§ **DOCUMENT EXCERPT**
[Start of section]

Sarno's:  There was a loss. On Vermont Avenue, Los Feliz, it was a place for food and opera by the waiters and waitresses. I can't say that I went there often, but it was authentic Hollywood of golden days opened in the 1940s in a building built in the 1920s initially only as a bakery, but later adding the coffee shop/restaurant.  I am not sure, but I think it was there I saw George Takei of Star Trek fame having a meal. The end of that famed place was of movie vintage.  But just as in a movie, in 1987, Albert Sarno, the progeny of the original owners, was shot to death near his home on Los Feliz Boulevard. Albert's wife kept the place going until 2000.

[End of section]

§ **ACTIVITY**
Continue the piece about Sarno's, the Los Feliz restaurant, for a paragraph beginning after its final sentence.

§ **ENTRIES SUPPLIED**
[Start of section]

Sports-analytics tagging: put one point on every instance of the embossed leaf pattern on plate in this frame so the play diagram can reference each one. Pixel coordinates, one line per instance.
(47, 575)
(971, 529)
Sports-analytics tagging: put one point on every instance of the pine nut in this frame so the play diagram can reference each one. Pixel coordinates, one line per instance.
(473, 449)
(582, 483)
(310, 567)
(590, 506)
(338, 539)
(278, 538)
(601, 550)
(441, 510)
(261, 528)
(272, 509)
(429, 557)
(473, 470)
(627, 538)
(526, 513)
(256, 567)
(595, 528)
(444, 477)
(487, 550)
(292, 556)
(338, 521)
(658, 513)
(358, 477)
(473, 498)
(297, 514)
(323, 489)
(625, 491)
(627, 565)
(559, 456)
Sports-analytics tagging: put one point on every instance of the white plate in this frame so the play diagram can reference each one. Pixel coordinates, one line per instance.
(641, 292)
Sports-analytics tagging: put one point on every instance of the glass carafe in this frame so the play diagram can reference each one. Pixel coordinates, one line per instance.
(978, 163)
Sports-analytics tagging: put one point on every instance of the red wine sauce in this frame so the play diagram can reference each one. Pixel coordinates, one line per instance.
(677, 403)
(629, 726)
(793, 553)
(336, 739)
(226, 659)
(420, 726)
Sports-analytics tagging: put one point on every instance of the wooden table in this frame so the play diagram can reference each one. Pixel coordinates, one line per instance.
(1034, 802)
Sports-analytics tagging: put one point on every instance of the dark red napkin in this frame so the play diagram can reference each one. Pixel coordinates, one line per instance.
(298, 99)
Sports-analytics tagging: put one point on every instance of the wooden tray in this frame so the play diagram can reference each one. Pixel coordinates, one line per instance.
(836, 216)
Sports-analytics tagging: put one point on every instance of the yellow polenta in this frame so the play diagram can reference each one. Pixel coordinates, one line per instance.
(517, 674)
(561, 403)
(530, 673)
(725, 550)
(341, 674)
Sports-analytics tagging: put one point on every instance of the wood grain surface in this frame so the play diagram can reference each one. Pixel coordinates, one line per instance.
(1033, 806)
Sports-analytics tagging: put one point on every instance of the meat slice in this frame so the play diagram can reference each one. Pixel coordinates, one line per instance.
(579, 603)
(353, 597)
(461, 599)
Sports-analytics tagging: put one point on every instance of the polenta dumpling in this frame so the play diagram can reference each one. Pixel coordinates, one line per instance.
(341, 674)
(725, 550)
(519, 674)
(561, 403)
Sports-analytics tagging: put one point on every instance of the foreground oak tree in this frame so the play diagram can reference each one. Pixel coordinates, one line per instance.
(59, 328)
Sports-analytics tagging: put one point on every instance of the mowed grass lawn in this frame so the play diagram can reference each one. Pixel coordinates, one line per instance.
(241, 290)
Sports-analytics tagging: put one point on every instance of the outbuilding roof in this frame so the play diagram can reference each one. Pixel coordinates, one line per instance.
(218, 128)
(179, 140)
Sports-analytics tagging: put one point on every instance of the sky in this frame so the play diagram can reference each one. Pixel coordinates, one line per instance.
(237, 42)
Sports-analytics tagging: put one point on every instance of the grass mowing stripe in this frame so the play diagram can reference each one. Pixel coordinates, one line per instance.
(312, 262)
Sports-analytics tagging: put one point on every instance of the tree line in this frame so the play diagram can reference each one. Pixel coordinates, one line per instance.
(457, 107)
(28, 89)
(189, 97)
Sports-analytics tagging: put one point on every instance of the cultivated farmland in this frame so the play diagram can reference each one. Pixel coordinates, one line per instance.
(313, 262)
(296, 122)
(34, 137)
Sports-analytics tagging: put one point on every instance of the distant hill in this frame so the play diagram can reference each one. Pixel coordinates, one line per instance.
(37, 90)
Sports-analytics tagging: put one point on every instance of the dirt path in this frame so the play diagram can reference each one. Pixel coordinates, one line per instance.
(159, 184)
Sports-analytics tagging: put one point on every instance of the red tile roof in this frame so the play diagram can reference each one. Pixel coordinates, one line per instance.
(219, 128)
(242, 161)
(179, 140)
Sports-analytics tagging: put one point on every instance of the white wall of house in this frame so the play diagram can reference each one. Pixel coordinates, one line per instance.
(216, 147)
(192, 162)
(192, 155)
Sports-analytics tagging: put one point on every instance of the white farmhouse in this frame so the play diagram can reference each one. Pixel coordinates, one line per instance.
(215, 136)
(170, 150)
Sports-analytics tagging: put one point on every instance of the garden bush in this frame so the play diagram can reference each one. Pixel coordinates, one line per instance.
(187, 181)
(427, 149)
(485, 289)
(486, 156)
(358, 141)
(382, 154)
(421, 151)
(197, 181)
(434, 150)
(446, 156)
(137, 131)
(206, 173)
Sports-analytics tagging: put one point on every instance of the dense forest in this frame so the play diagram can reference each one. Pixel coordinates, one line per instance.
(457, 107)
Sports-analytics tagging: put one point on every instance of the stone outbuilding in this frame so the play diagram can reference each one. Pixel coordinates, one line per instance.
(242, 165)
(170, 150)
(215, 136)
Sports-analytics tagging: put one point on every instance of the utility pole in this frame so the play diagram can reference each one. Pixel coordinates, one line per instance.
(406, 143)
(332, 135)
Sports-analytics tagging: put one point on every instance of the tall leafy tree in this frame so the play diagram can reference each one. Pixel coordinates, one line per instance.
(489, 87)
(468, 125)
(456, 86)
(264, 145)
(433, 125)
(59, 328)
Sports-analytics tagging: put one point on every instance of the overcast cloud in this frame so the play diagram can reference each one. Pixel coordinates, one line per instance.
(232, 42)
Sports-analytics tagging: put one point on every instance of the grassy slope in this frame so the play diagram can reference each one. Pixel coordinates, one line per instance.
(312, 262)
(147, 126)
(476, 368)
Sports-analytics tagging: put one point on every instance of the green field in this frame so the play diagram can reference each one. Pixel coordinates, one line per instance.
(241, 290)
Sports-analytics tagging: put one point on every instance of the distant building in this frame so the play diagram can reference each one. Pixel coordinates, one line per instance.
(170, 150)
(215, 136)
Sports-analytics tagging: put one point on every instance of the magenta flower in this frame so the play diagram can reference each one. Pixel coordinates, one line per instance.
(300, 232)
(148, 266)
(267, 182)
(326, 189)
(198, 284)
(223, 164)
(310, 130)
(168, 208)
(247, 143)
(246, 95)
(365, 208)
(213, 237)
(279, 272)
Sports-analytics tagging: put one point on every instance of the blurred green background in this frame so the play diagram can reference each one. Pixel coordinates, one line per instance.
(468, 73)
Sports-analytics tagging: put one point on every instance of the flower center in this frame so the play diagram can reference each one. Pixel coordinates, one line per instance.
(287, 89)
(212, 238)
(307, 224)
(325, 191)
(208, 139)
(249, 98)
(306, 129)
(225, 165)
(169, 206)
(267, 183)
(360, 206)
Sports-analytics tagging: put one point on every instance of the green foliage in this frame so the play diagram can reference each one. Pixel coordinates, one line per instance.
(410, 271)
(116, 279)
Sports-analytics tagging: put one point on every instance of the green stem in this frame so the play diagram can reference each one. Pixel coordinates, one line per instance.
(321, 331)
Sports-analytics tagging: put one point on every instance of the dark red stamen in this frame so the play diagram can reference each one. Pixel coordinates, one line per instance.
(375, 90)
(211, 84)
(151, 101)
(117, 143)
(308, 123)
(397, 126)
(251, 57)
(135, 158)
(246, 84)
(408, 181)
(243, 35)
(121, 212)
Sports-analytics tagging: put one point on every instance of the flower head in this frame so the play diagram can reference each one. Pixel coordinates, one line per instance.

[End of section]

§ **RESULT OF THE TASK**
Yesterday's:  This goes back to before my actual move to Los Angeles. It was 1977 and I was in between semesters at Law School in New York. I had a week to do something and I decided, if I could stay with my father's youngest brother and his family, (whom I hardly knew, so they were very kind indeed) I would make a visit to California. I had a college friend (we still are), Dennis Vellucci, who was a fellow at USC and lived in Santa Monica. I didn't drive then, so he volunteered to show me the town. At that time, a big part of the town was Westwood, the college community by UCLA. It was a hopping place, lots of restaurants, lots of activity (Tower Records, Bullocks, Mario's Restaurant--there's a matchbook pictured here- Stan's Donuts, Monty's Steak House, Flax, Alice's Restaurant, lots of movie theatres).  And the place he took me to was Yesterday's, a two tier restaurant, with live music and great drinks (I loved frozen dacquiris). When I came back as a visitor in 1978, I went back there and a brought a friend or two. And when I moved to Los Angeles, I went there as often as I could. In the 90s, when all of Westwood was seeing a slump and gangs were maurauding and scaring visitors away, it closed, as did so many of the other places I mentioned in the parenthesis). I haven't spent much time in Westwood since then, and still they have a hard time keeping restaurants and businesses.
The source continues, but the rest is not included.